> _Text section_:
-------------------------
DeepSpeed4Science Overview and Tutorial

In line with Microsoft’s mission to solve humanity’s most pressing challenges, the DeepSpeed team at Microsoft is responding to this opportunity by launching a new initiative called DeepSpeed4Science, aiming to build unique capabilities through AI system technology innovations to help domain experts to unlock today’s biggest science mysteries. This page serves as an overview page for all technologies released (or to be released in the future) as part of the DeepSpeed4Science initiative, making it easier for scientists to shop for techniques they need. Details of the DeepSpeed4Science initiative can be found at our website. For each technique we will introduce what is it for, when to use it, links to how to use it, and existing scientific applications of the techniques (we welcome users to contribute more showcases if you apply our techniques in your scientific research).

To cite DeepSpeed4Science, please cite our white paper:

@article{song2023deepspeed4science,
  title={DeepSpeed4Science Initiative: Enabling Large-Scale Scientific Discovery through Sophisticated AI System Technologies},
  author={Song, Shuaiwen Leon and Kruft, Bonnie and Zhang, Minjia and Li, Conglong and Chen, Shiyang and Zhang, Chengming and Tanaka, Masahiro and Wu, Xiaoxia and Rasley, Jeff and Awan, Ammar Ahmad and others},
  journal={arXiv preprint arXiv:2310.04610},
  year={2023}
}

New Megatron-DeepSpeed for Large-Scale AI4Science Model Training

We are proud to introduce new Megatron-DeepSpeed, which is an updated framework for large-scale model training. We rebased and enabled DeepSpeed with the newest Megatron-LM for long sequence support and many other capabilities. With the new Megatron-DeepSpeed, users can now train their large AI4Science models like GenSLMs with much longer sequences via a synergetic combination of ZeRO-style data parallelism, tensor parallelism, sequence parallelism, pipeline parallelism, model state offloading, and several newly added memory optimization techniques such as attention mask offloading and position embedding partitioning.
-------------------------
> _What is needed_:
Answer these questions from the DeepSpeed4Science overview:
(a) What arXiv identifier does the white paper citation give?
(b) Which model is named as an example of a large AI4Science model that can now be trained with much longer sequences?
(c) Which two newly added memory optimization techniques are named?
The material below comes from a separate source.

> _Source data_:
-------------------------
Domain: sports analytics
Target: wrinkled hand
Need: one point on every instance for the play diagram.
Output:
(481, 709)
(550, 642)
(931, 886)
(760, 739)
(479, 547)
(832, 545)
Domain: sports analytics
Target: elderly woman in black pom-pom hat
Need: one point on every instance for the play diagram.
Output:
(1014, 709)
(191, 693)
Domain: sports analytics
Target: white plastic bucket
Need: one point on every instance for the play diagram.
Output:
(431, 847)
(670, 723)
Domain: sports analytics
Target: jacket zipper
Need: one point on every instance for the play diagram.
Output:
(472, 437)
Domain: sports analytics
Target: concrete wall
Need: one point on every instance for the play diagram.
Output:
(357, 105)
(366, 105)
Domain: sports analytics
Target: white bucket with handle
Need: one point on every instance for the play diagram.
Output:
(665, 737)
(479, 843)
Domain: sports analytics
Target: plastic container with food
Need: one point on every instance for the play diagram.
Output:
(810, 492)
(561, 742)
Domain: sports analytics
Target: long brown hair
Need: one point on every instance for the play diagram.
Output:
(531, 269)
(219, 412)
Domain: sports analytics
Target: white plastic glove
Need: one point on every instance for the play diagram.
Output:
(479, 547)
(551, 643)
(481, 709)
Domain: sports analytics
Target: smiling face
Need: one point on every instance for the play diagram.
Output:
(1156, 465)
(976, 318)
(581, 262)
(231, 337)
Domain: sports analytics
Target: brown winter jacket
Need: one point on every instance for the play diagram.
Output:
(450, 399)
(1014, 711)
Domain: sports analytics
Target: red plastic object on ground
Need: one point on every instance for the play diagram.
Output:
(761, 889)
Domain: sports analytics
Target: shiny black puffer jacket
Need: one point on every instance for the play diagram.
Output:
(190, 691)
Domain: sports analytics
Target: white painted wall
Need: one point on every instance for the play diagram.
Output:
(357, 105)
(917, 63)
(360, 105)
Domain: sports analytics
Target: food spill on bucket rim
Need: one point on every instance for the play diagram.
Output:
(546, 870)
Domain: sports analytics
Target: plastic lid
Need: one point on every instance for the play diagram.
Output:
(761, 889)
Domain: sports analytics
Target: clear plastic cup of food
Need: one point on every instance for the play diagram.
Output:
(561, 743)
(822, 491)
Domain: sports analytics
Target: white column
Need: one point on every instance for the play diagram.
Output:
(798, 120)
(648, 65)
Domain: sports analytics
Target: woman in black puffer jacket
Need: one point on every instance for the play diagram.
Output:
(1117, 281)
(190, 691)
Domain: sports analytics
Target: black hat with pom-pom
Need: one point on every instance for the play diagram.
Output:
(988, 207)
-------------------------
> _Exercise response_:
(a) arXiv:2310.04610
(b) GenSLMs
(c) Attention mask offloading and position embedding partitioning